__Task goal__: Search the entries below for "nose", and copy each line where it appears.
##### Material for this exercise #####
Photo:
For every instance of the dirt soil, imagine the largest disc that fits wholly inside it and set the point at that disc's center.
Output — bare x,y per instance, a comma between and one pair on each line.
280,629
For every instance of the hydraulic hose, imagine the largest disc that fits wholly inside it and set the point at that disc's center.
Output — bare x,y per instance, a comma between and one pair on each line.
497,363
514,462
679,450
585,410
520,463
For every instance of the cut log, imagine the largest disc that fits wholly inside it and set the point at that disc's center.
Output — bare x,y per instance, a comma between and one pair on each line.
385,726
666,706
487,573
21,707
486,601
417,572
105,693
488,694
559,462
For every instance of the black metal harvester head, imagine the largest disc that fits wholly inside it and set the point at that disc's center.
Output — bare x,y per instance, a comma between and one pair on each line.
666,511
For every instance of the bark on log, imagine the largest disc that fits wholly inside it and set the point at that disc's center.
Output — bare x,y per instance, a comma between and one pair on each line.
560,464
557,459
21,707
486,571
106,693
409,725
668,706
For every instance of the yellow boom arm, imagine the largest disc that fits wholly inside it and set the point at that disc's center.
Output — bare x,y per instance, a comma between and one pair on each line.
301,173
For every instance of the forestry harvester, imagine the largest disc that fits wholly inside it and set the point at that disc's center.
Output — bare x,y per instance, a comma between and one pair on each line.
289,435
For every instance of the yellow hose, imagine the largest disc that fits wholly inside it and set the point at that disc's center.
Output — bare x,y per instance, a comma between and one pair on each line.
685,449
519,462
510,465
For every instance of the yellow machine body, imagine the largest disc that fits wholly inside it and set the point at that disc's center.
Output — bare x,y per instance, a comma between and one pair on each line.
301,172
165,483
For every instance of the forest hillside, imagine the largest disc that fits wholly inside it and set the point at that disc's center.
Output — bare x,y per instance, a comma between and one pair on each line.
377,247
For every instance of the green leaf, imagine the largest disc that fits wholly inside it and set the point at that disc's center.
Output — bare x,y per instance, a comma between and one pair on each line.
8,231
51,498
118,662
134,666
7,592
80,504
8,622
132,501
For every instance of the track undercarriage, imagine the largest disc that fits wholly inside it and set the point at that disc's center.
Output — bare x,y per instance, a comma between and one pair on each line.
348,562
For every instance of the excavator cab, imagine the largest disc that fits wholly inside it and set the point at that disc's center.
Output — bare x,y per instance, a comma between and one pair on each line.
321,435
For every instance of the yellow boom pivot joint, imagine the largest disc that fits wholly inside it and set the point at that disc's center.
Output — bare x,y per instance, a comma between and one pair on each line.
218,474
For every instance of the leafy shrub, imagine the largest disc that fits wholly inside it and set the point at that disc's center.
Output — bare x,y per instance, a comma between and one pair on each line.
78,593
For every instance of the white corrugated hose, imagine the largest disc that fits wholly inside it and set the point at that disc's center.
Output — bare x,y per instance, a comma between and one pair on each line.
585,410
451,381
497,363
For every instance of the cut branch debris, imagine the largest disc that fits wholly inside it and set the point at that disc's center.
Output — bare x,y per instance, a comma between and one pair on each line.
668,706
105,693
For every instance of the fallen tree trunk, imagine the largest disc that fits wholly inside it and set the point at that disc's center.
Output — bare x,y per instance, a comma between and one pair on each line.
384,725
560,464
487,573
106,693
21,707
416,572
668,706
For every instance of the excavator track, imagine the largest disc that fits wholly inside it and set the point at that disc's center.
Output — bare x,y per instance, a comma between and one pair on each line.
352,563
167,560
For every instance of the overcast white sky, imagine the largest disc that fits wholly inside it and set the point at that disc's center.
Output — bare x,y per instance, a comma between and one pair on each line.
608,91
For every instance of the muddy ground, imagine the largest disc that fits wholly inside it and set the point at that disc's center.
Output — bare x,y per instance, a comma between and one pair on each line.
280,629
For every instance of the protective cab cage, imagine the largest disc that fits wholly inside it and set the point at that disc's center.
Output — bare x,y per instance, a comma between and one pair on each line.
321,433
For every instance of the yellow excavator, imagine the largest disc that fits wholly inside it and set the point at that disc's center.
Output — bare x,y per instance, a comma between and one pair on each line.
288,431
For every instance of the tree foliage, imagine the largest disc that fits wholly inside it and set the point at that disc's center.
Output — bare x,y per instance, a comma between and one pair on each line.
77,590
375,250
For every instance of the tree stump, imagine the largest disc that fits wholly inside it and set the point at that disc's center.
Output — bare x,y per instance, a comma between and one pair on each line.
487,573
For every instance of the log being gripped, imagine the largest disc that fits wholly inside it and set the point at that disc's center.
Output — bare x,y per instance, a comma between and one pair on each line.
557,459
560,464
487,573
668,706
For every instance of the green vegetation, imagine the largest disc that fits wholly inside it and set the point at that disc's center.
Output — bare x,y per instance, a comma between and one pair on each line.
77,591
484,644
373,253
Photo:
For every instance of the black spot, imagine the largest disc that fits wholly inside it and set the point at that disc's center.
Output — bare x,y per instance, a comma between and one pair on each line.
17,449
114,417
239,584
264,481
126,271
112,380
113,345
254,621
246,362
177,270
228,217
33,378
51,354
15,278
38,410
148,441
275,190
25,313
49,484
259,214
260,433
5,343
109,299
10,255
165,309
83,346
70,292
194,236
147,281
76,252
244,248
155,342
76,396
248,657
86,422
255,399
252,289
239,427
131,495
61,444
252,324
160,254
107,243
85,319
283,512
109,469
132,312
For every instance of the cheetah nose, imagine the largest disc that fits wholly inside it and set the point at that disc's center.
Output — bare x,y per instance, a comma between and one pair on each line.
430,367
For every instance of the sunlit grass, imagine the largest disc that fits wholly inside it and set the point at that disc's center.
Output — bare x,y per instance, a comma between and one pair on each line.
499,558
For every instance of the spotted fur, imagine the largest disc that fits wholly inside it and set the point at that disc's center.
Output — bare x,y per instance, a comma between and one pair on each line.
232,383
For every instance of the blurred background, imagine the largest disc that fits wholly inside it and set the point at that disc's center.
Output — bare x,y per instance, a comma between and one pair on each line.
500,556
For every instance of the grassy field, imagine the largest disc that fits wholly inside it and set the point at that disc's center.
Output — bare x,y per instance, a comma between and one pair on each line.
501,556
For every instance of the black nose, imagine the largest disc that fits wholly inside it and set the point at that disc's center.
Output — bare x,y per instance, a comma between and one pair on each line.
#####
__Reply__:
For every instance of the cheetah nose, imagine the largest disc that fits wholly inside it and set the point at that disc's center.
For every instance of the black nose, imagine the largest disc that fits wholly inside it and set the point at that disc's center.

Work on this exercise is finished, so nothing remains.